*Goal*.
Transcribe every one of the records below word for word, keeping each line unchanged.

*Source data*.
########################################
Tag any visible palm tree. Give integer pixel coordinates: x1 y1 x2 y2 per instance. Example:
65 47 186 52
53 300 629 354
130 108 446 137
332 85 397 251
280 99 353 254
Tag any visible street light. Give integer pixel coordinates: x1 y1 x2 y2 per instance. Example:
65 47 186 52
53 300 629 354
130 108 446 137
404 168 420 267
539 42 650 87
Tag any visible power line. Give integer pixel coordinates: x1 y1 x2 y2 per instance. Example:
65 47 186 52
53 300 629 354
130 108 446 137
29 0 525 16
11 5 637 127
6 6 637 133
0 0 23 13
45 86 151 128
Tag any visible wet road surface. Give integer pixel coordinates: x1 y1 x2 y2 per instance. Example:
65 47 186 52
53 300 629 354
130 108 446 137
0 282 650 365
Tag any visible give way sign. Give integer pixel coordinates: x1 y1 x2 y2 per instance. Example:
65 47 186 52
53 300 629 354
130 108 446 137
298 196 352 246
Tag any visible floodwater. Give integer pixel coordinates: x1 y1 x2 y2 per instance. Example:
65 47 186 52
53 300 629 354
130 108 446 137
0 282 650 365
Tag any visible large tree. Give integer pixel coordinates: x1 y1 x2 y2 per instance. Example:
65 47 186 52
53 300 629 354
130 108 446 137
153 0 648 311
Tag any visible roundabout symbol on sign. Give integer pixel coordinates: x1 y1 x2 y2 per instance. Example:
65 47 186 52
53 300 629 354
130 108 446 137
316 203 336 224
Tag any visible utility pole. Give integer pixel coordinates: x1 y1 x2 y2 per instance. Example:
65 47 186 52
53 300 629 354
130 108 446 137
########################################
*Worked answer*.
Tag any visible palm tree. Give integer pixel coordinates: x1 y1 x2 y2 per instance. Example:
65 47 186 52
53 300 629 354
130 108 446 137
332 85 397 251
280 99 353 254
Tag any visible street light. Give integer pixel coordinates: x1 y1 x2 y2 per instance. Example:
65 47 186 52
53 300 629 354
130 108 446 137
404 168 420 267
539 42 650 87
Tag any visible power line. Give integer pixel coordinates: x1 y1 x2 y2 per instance. Example:
65 47 186 52
53 300 629 354
130 108 446 137
29 0 525 16
11 5 637 127
6 6 637 133
0 0 23 13
45 86 151 128
Tag any visible wet road surface. Give integer pixel coordinates: x1 y1 x2 y2 per instance. Example:
65 47 186 52
53 300 629 354
130 108 446 137
0 282 650 365
Tag any visible give way sign. Give integer pixel coordinates: x1 y1 x2 y2 per instance. Example:
65 47 186 52
53 300 629 354
130 108 446 137
298 196 352 246
Tag any visible floodwater. Give integer pixel coordinates: x1 y1 x2 y2 per instance. Example:
65 47 186 52
53 300 629 354
130 108 446 137
0 282 650 365
Tag any visible large tree. Give integer pixel coordinates: x1 y1 x2 y2 per instance. Example:
65 47 186 52
53 300 629 354
130 108 446 137
153 0 648 311
Tag any visible roundabout symbol on sign. Give integer pixel coordinates: x1 y1 x2 y2 per instance. Example:
65 47 186 52
53 300 629 354
130 108 446 137
316 203 336 224
Tag any visible utility pole. Give integer pixel coordinates: x1 y1 x2 y2 per instance. Example:
65 47 186 52
53 300 629 354
130 108 446 137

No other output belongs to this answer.